(Selected extract Opens)

The Kentucky Legislature passed House Bill 3 in 2008 that authorizes the state to establish joint bridge authorities with Indiana to finance and build crossings of the Ohio River, specifically with these three megaprojects in mind. While a joint authority has been established to advance work on the Louisville bridges, Kentucky officials have opted to wait on establishing a similar authority for the I-69 bridge until construction on the Louisville bridges is underway.

===Renewed effort to complete===
With the completion of SIU 5 in Kentucky in 2015, and with I-69 connected to Indianapolis via State Road 37 (SR 37) in Indiana (also in 2015), both states have made completing the Ohio River Crossing a top priority. On June 30, 2016, Indiana Governor Mike Pence (succeeded by Eric Holcomb) and Kentucky Governor Matt Bevin (succeeded by Andy Beshear) announced an agreement to resume environmental studies and develop a funding strategy to complete the Ohio River Bridge and its approaches. Indiana will contribute $17 million to restart and lead the environmental studies that will culminate in an approved environmental impact statement (EIS) and record of decision (ROD) that will allow construction to begin. Environmental studies are expected to take about three years to complete, with right-of-way acquisition and construction expected to begin thereafter. Kentucky has committed over $43 million in its 2016 Six-Year Highway Plan for design and right-of-way acquisition for the bridge. Revisions to the Ohio River Bridge concept have helped reduce its estimated cost from the initial estimate of $1.4 billion to $845 million. Both states are considering a combination of tolls, private sector investment, and traditional funding sources to finance construction of the bridge. On November 16, 2016, INDOT and KYTC announced the selection of Parsons Corporation of Pasadena, California to complete environmental studies and design of the I-69 Ohio River Bridge. Parsons recently led the engineering and design work for the Ohio River Bridges Project between Louisville, Kentucky and southern Indiana. The Federal Highway Administration released the Final Environmental Impact Statement (FEIS) and Record of Decision (ROD) approving Central Alternative 1B Modified that includes a 4-lane tolled bridge for I-69 and the retention of one of the US-41 bridges, toll free, for local traffic. With the completed FEIS and ROD, construction started on Section 1 between the I-69/US-41/KY-425 interchange and US-60 in June 2022.

The DEIS for the Ohio River Crossing was published on December 14, 2018, which selected Central Corridor 1 as the preferred alternative. The estimated cost to complete the segment is around $1.5 billion, which will be at least partially funded with tolls. The final EIS and ROD was released in 2021.

(Selected extract Closes)
(Recorded data Opens)

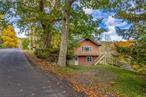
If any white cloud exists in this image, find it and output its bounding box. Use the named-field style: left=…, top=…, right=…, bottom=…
left=83, top=8, right=93, bottom=14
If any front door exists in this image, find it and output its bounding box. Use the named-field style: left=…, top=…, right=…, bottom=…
left=75, top=56, right=79, bottom=65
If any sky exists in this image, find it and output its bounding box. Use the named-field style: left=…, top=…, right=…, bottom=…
left=12, top=8, right=132, bottom=41
left=84, top=8, right=132, bottom=41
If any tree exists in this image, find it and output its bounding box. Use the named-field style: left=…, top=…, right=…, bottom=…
left=1, top=25, right=18, bottom=48
left=58, top=0, right=119, bottom=67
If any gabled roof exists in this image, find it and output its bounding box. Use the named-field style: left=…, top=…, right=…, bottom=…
left=81, top=38, right=101, bottom=46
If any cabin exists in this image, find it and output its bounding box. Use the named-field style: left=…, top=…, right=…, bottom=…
left=74, top=39, right=101, bottom=65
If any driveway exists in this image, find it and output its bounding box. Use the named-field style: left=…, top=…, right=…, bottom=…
left=0, top=49, right=85, bottom=97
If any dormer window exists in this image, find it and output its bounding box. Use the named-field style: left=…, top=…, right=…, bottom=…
left=82, top=46, right=92, bottom=52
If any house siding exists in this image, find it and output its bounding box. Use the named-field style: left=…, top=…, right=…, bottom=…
left=78, top=56, right=97, bottom=65
left=74, top=39, right=101, bottom=65
left=75, top=41, right=99, bottom=56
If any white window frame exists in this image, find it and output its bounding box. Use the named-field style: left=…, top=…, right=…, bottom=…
left=86, top=56, right=93, bottom=62
left=82, top=46, right=92, bottom=52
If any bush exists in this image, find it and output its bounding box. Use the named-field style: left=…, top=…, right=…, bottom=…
left=0, top=44, right=7, bottom=48
left=34, top=49, right=50, bottom=59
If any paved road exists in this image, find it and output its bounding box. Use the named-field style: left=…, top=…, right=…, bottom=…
left=0, top=49, right=84, bottom=97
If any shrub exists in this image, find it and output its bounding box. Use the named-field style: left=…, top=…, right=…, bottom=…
left=34, top=49, right=49, bottom=59
left=0, top=44, right=7, bottom=48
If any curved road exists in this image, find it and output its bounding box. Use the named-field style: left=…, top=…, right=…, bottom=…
left=0, top=49, right=85, bottom=97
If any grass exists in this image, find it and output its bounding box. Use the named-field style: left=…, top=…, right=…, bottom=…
left=57, top=65, right=146, bottom=97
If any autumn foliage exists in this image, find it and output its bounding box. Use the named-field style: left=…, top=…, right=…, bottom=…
left=1, top=25, right=18, bottom=48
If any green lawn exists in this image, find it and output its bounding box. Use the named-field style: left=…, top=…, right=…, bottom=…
left=59, top=65, right=146, bottom=97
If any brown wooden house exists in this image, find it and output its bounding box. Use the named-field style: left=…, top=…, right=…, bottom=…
left=74, top=39, right=101, bottom=65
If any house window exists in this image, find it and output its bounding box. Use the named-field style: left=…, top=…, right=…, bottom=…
left=82, top=46, right=92, bottom=52
left=86, top=56, right=93, bottom=62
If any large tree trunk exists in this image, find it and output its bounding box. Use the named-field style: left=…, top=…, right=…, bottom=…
left=39, top=0, right=52, bottom=48
left=44, top=32, right=52, bottom=48
left=58, top=17, right=69, bottom=67
left=58, top=0, right=74, bottom=67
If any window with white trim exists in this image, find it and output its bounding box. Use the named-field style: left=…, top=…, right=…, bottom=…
left=82, top=46, right=92, bottom=52
left=86, top=56, right=93, bottom=62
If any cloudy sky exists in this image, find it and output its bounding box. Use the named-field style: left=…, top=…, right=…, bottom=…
left=14, top=8, right=131, bottom=41
left=84, top=8, right=131, bottom=41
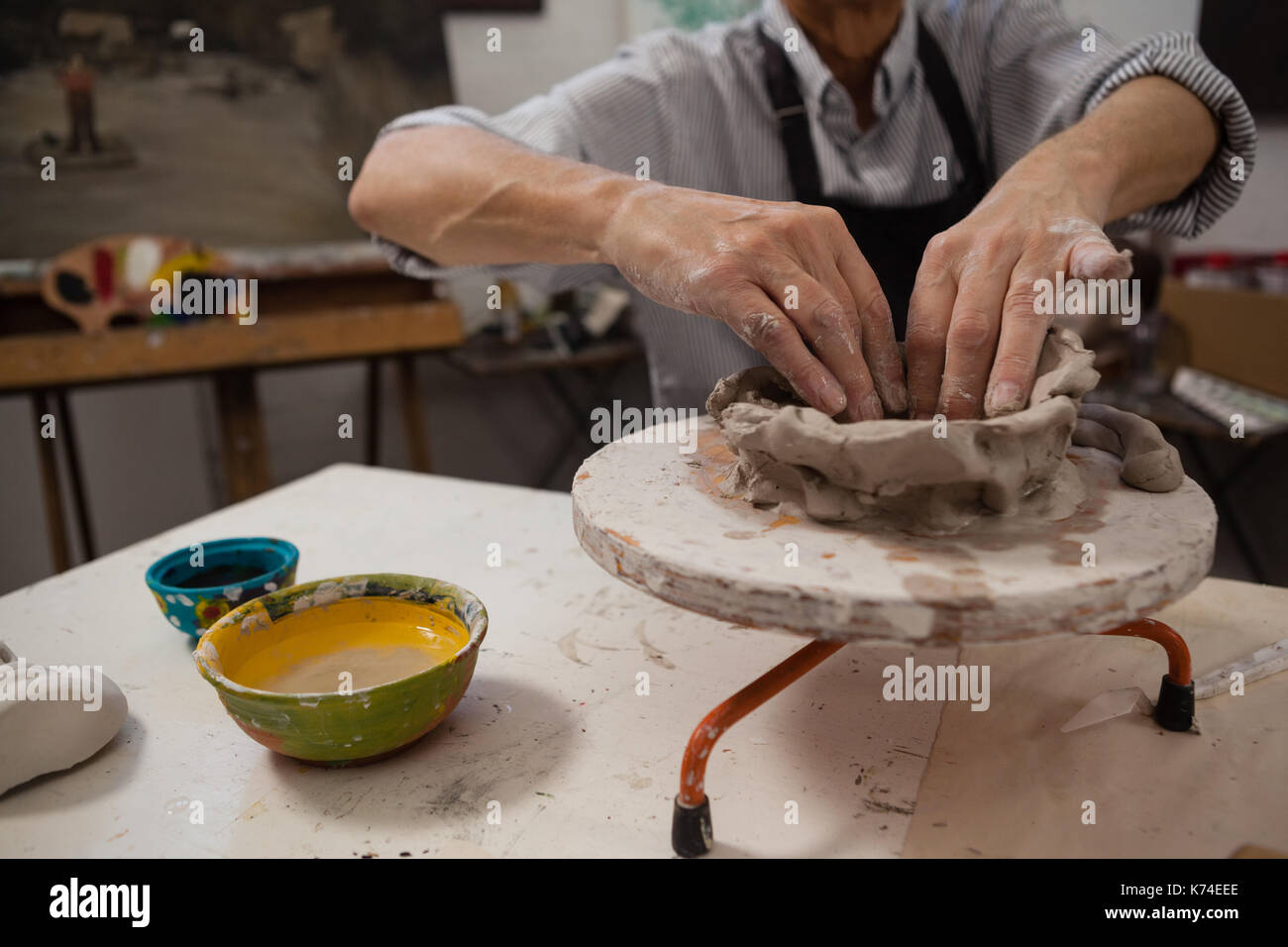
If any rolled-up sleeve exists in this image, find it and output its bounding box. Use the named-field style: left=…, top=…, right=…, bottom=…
left=984, top=0, right=1257, bottom=237
left=375, top=34, right=674, bottom=291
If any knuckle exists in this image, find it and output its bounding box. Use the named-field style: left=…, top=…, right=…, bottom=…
left=905, top=323, right=944, bottom=360
left=974, top=227, right=1012, bottom=257
left=948, top=309, right=993, bottom=349
left=921, top=231, right=956, bottom=269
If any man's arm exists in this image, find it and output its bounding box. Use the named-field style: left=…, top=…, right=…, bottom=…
left=907, top=0, right=1254, bottom=419
left=907, top=76, right=1218, bottom=419
left=349, top=125, right=635, bottom=266
left=349, top=34, right=907, bottom=420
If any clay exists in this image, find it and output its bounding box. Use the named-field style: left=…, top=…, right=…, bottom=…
left=707, top=327, right=1180, bottom=532
left=1073, top=404, right=1185, bottom=493
left=0, top=642, right=128, bottom=793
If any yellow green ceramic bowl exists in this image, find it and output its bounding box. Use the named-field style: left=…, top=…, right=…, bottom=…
left=193, top=574, right=486, bottom=766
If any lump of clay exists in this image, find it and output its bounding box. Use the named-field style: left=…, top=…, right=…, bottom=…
left=0, top=642, right=126, bottom=795
left=1073, top=404, right=1185, bottom=493
left=707, top=329, right=1167, bottom=532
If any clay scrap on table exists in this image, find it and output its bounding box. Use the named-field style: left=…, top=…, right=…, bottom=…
left=707, top=329, right=1184, bottom=532
left=0, top=642, right=129, bottom=795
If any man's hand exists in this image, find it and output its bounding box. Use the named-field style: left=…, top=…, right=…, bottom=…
left=600, top=184, right=907, bottom=421
left=907, top=152, right=1130, bottom=420
left=907, top=76, right=1218, bottom=419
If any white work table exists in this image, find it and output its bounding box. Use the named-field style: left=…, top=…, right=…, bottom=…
left=0, top=466, right=1288, bottom=857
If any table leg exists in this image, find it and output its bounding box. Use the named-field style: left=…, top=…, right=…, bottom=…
left=1102, top=618, right=1194, bottom=732
left=671, top=640, right=845, bottom=858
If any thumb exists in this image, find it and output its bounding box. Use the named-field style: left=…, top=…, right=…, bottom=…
left=1069, top=232, right=1130, bottom=279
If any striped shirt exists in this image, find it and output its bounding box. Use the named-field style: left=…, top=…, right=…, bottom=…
left=378, top=0, right=1256, bottom=407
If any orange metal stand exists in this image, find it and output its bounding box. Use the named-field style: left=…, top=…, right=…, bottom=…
left=671, top=618, right=1194, bottom=858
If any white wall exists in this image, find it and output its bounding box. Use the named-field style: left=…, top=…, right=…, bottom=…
left=445, top=0, right=630, bottom=113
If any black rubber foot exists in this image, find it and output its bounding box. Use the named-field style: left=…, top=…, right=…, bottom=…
left=1154, top=674, right=1194, bottom=732
left=671, top=796, right=712, bottom=858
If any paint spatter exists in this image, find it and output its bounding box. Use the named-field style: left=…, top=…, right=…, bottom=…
left=635, top=621, right=675, bottom=672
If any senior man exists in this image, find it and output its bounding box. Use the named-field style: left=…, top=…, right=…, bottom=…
left=349, top=0, right=1256, bottom=421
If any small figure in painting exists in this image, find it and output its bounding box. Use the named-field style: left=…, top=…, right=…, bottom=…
left=58, top=53, right=103, bottom=155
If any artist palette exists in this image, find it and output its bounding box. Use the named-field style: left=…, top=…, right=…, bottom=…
left=194, top=574, right=486, bottom=766
left=40, top=235, right=228, bottom=333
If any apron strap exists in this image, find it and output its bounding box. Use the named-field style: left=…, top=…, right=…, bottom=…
left=757, top=18, right=991, bottom=204
left=757, top=30, right=823, bottom=204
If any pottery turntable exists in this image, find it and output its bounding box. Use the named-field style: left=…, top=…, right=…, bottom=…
left=572, top=417, right=1218, bottom=857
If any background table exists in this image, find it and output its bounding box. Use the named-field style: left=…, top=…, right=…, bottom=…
left=0, top=466, right=1288, bottom=857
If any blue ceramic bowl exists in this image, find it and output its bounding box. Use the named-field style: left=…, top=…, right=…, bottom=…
left=145, top=536, right=300, bottom=638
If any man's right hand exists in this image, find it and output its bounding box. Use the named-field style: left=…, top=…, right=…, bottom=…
left=600, top=183, right=909, bottom=421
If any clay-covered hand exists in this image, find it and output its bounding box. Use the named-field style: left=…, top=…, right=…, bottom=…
left=601, top=184, right=907, bottom=421
left=907, top=154, right=1130, bottom=420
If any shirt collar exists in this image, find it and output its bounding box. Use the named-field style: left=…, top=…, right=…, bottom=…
left=763, top=0, right=917, bottom=117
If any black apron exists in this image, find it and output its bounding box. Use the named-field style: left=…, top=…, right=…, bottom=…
left=760, top=14, right=991, bottom=339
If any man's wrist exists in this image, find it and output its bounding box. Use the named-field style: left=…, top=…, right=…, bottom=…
left=591, top=174, right=666, bottom=265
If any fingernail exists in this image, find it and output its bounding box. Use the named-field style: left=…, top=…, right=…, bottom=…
left=863, top=391, right=885, bottom=421
left=988, top=381, right=1020, bottom=414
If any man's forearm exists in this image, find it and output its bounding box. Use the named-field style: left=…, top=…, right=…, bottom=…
left=1018, top=76, right=1219, bottom=226
left=349, top=125, right=641, bottom=265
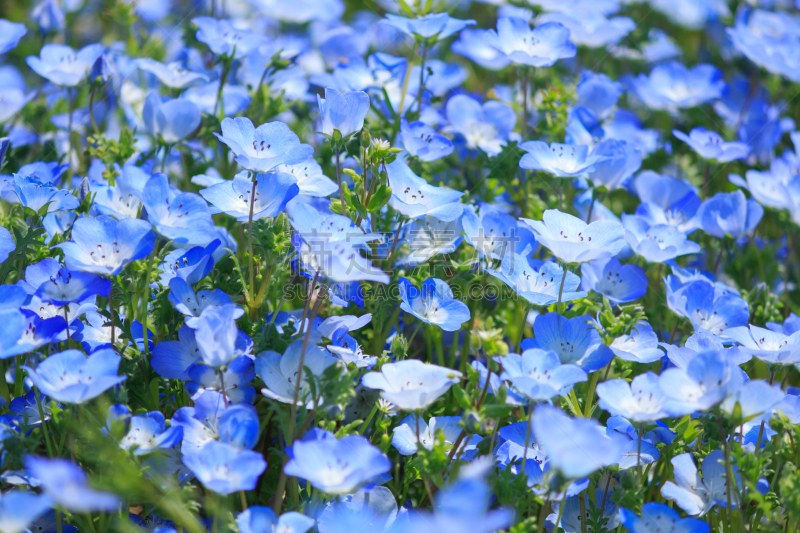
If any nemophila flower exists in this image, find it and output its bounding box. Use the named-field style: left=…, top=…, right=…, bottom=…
left=183, top=440, right=267, bottom=495
left=386, top=159, right=464, bottom=222
left=486, top=253, right=588, bottom=306
left=236, top=505, right=315, bottom=533
left=532, top=404, right=626, bottom=479
left=214, top=117, right=314, bottom=172
left=628, top=61, right=725, bottom=114
left=697, top=191, right=764, bottom=239
left=187, top=354, right=256, bottom=403
left=138, top=57, right=208, bottom=89
left=317, top=87, right=369, bottom=140
left=169, top=278, right=244, bottom=327
left=522, top=313, right=614, bottom=372
left=142, top=92, right=201, bottom=144
left=622, top=214, right=701, bottom=263
left=661, top=450, right=742, bottom=516
left=672, top=126, right=750, bottom=163
left=380, top=13, right=476, bottom=42
left=170, top=391, right=259, bottom=454
left=119, top=411, right=183, bottom=455
left=521, top=209, right=625, bottom=263
left=0, top=19, right=28, bottom=54
left=283, top=435, right=392, bottom=494
left=361, top=359, right=462, bottom=411
left=0, top=488, right=53, bottom=533
left=619, top=502, right=710, bottom=533
left=192, top=17, right=269, bottom=57
left=609, top=322, right=664, bottom=363
left=141, top=174, right=215, bottom=245
left=14, top=174, right=80, bottom=213
left=597, top=372, right=670, bottom=422
left=24, top=455, right=122, bottom=514
left=23, top=349, right=128, bottom=404
left=200, top=172, right=300, bottom=222
left=581, top=257, right=647, bottom=305
left=392, top=415, right=481, bottom=457
left=446, top=94, right=517, bottom=156
left=25, top=43, right=103, bottom=87
left=486, top=17, right=578, bottom=67
left=398, top=278, right=470, bottom=331
left=55, top=216, right=155, bottom=276
left=658, top=351, right=744, bottom=416
left=504, top=348, right=587, bottom=401
left=519, top=141, right=608, bottom=178
left=256, top=339, right=336, bottom=408
left=400, top=119, right=453, bottom=161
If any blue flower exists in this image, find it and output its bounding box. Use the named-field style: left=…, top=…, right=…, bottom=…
left=398, top=278, right=470, bottom=331
left=486, top=253, right=588, bottom=306
left=619, top=502, right=710, bottom=533
left=504, top=348, right=587, bottom=401
left=361, top=359, right=461, bottom=411
left=236, top=505, right=315, bottom=533
left=627, top=61, right=725, bottom=114
left=386, top=159, right=464, bottom=222
left=25, top=456, right=122, bottom=514
left=56, top=216, right=155, bottom=276
left=519, top=141, right=610, bottom=178
left=522, top=313, right=614, bottom=373
left=521, top=209, right=625, bottom=263
left=651, top=450, right=742, bottom=516
left=25, top=43, right=103, bottom=87
left=141, top=174, right=215, bottom=245
left=119, top=411, right=183, bottom=455
left=0, top=19, right=28, bottom=54
left=380, top=13, right=476, bottom=42
left=446, top=94, right=517, bottom=156
left=283, top=435, right=392, bottom=494
left=672, top=126, right=750, bottom=163
left=142, top=91, right=202, bottom=144
left=622, top=214, right=701, bottom=263
left=400, top=119, right=453, bottom=161
left=487, top=17, right=578, bottom=67
left=317, top=88, right=369, bottom=141
left=23, top=349, right=128, bottom=404
left=214, top=117, right=314, bottom=172
left=531, top=404, right=627, bottom=480
left=581, top=257, right=647, bottom=305
left=200, top=172, right=300, bottom=222
left=597, top=372, right=670, bottom=422
left=697, top=191, right=764, bottom=240
left=183, top=440, right=267, bottom=495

(Recorded data Closes)

* [Exercise goal] Please decide whether each of these statements agrees with the text on the I-69 Ohio River bridge, and give yes or no with the deciding words from it quoted: (a) Indiana will put $17 million toward restarting and leading the environmental studies; (b) Kentucky set up a joint authority for the I-69 bridge alongside the one for the Louisville bridges; (c) construction on Section 1 started in June 2021.

* [Result of the task]
(a) Yes: "Indiana will contribute $17 million to restart and lead the environmental studies"
(b) No: "Kentucky officials have opted to wait on establishing a similar authority for the I-69 bridge until construction on the Louisville bridges is underway"
(c) No: "construction started on Section 1 between the I-69/US-41/KY-425 interchange and US-60 in June 2022"